# [What needs to be done]
Write the next part of the forum thread on shooting candy as ammo, picking up right after its final line.

Exercise text: Begin

# Anyone used candy as ammo?



## lredii (Feb 19, 2013)

I thought it was a good idea. I could buy cheap jelly beans not the expensive brand and use those. I was thinking peanut m&m but it would melt in the summer. Do hard candies melt during summer days? And I will do the unhealthy people a favor by shooting there candies. Lol.


----------



## lightgeoduck (Apr 3, 2011)

Gobstoppers is the popular choice for the candy shooters... jelly beans just don't sem symetrical enough, but I am sure will do fine for light plinking.

LGD


----------



## kyogen (Oct 22, 2012)

jelly beans work surprisingly well,

so long as theres not much wind and you're only shooting short distances.

they're basically the best form of candy i've tried, but i have yet to try gobstoppers coz i haven't seen them for cheap anywhere yet.


----------



## lredii (Feb 19, 2013)

Gobstoppers sounds like a good choice.


----------



## lredii (Feb 19, 2013)

Gobstoppers can explode in heat.


----------



## CAS14 (Jul 17, 2012)

I tried Gobstoppers last summer. The Oklahoma summer humidity caused them to get wet and slippery. Residue remained on the leather pouch, and had to be cleaned off (you might lick it off). When slippery, the release was sometimes uneven and the trajectory was crazy. I tried storing them in the freezer, and that seemed to help a bit but for only a short while.

Your climate may make a difference. Keeping the grandkids from eating them is a problem.

Yes, sometimes they would shatter right out of the pouch.


----------



## lredii (Feb 19, 2013)

Maybe two bags one with ice a bigger bag than the one with gobstoppers. Sounds good.


----------



## Viper010 (Apr 21, 2012)

lredii said:


> Gobstoppers can explode in heat.


only in extreme heat, like the microwave (where they get heated from inside) i saw this on mythbusters, and it is definitely not to be tried at home as it could leave you with scalding hot sugary syrup on your hands or face.


----------



## lredii (Feb 19, 2013)

Exercise text: End
Dataset excerpts: Begin

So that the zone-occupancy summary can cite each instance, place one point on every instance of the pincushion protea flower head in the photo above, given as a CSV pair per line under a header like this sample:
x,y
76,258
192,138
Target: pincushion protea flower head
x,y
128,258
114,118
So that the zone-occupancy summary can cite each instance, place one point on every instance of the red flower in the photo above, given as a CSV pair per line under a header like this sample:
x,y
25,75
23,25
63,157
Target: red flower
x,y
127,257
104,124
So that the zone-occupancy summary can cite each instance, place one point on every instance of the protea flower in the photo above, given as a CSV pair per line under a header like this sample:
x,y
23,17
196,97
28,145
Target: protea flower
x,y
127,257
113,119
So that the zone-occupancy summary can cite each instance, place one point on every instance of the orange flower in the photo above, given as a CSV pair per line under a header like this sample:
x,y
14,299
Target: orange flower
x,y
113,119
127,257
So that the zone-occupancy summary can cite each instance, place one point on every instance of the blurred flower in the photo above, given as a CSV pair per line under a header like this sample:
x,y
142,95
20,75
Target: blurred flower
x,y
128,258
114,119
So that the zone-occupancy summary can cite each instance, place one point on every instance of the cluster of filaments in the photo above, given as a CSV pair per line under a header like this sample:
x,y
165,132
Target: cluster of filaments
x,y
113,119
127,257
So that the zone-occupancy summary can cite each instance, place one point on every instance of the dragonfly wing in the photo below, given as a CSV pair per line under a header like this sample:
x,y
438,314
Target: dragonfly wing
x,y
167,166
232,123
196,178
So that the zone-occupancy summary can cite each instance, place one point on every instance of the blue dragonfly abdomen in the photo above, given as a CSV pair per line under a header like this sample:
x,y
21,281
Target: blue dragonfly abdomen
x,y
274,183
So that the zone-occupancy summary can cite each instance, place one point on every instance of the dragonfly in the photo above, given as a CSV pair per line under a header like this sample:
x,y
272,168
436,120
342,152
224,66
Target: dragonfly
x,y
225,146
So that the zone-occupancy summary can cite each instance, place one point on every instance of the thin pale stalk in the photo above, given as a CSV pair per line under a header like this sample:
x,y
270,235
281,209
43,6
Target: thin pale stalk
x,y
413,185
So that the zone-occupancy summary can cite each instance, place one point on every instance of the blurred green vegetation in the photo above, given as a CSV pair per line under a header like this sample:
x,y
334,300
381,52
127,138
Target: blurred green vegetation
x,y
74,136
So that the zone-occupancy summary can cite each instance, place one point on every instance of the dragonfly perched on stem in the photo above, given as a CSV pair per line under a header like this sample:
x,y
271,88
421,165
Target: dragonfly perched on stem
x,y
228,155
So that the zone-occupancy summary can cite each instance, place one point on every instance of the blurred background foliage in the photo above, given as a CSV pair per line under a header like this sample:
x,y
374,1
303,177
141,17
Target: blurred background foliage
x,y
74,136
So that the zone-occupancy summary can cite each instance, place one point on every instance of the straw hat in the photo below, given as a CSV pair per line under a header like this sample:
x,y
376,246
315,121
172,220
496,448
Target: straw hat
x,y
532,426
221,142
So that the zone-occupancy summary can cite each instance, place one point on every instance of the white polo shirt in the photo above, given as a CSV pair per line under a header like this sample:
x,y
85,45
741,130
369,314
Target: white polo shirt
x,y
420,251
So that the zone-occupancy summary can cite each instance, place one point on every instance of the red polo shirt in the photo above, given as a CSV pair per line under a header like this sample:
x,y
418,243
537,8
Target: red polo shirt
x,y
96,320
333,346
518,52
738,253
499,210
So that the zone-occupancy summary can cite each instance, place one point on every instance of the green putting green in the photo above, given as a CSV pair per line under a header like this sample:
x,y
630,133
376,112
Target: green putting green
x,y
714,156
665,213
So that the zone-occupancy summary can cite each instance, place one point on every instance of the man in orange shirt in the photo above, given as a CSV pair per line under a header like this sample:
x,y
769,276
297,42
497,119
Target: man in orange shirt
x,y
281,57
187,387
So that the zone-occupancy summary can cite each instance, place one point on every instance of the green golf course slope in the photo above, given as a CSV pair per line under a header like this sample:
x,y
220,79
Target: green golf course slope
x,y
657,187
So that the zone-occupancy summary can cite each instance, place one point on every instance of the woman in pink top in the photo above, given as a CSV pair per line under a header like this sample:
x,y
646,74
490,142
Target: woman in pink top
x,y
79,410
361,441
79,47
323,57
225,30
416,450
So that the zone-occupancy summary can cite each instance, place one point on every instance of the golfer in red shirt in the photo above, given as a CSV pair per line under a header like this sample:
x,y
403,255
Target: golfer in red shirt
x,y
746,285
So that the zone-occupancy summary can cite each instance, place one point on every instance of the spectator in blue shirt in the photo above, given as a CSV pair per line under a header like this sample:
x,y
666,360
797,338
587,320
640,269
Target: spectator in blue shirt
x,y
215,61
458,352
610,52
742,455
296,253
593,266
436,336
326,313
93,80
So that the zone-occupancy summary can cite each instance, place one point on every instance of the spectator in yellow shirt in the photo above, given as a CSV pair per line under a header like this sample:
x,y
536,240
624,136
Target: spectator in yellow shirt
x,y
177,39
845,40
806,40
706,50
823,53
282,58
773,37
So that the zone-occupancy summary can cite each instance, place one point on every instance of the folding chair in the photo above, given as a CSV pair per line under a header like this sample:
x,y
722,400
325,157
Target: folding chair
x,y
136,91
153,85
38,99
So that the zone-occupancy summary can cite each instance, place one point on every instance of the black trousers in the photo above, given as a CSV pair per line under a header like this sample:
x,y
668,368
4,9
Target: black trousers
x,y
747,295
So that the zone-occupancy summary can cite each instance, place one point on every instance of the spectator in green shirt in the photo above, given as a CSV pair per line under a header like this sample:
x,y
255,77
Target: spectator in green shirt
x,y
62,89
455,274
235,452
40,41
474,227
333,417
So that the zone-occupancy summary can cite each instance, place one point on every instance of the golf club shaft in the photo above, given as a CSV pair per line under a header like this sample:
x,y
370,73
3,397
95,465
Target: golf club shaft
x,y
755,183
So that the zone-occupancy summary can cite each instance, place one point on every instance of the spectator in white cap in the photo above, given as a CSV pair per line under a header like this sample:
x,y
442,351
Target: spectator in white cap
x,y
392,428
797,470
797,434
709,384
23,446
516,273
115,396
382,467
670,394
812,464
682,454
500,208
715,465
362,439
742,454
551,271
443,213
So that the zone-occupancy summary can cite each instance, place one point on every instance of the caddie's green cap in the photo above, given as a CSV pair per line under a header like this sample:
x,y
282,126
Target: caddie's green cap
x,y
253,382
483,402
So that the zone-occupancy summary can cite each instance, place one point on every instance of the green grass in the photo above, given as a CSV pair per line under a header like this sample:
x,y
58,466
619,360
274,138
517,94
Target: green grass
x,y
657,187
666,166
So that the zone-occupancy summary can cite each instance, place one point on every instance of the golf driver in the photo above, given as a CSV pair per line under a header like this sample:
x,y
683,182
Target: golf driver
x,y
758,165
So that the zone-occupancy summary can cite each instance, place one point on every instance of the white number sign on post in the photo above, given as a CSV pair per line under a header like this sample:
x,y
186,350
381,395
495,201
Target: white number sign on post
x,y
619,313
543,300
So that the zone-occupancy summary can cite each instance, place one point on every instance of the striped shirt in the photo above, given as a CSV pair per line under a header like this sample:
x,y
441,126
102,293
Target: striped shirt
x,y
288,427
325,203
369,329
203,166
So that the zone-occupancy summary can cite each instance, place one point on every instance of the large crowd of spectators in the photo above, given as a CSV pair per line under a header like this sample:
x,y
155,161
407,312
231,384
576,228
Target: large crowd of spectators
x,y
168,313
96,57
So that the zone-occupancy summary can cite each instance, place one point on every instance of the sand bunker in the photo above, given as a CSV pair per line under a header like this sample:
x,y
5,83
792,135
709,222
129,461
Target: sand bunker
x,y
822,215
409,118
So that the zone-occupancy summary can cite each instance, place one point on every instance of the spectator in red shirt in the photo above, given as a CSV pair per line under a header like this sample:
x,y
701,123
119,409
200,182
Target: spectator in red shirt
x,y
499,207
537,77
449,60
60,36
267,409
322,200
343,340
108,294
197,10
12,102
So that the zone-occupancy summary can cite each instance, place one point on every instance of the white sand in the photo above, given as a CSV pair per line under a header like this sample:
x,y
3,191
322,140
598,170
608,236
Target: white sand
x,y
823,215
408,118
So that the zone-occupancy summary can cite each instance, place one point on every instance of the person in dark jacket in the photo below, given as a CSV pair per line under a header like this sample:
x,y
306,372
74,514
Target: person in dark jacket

Dataset excerpts: End

# [Response]
It happened to a girl from the sunlight. It exploded in her mouth.


----------



## Waterbar (Jan 8, 2013)

I used some of my kid's valentine candy (sixlets) just messing around in the house the other day. I also shot a few off the front porch but they are so light that they veered off course pretty quickly..lol.

I am going to have to give the gobstoppers a try sometime, I totally forgot about them until I read this thread.


----------



## Imperial (Feb 9, 2011)

jakerock is the one to talk to about candy as ammo, ive used m&m peanuts, almonds, jawbreakers, skittles, hard candy, jelly beans, raisinettes , a lot to mention. halloween is the best time for candy ammo .


----------



## capnjoe (Jun 3, 2012)

I tried, but she wouldn't get in the cannon!


----------



## NaturalFork (Jan 21, 2010)

I have used small gumballs. However the problem i have found is that they are not all THAT cheap. There is cheaper ammo out there. That being said it is pretty biodegradable.


----------



## Knotty (Jan 15, 2013)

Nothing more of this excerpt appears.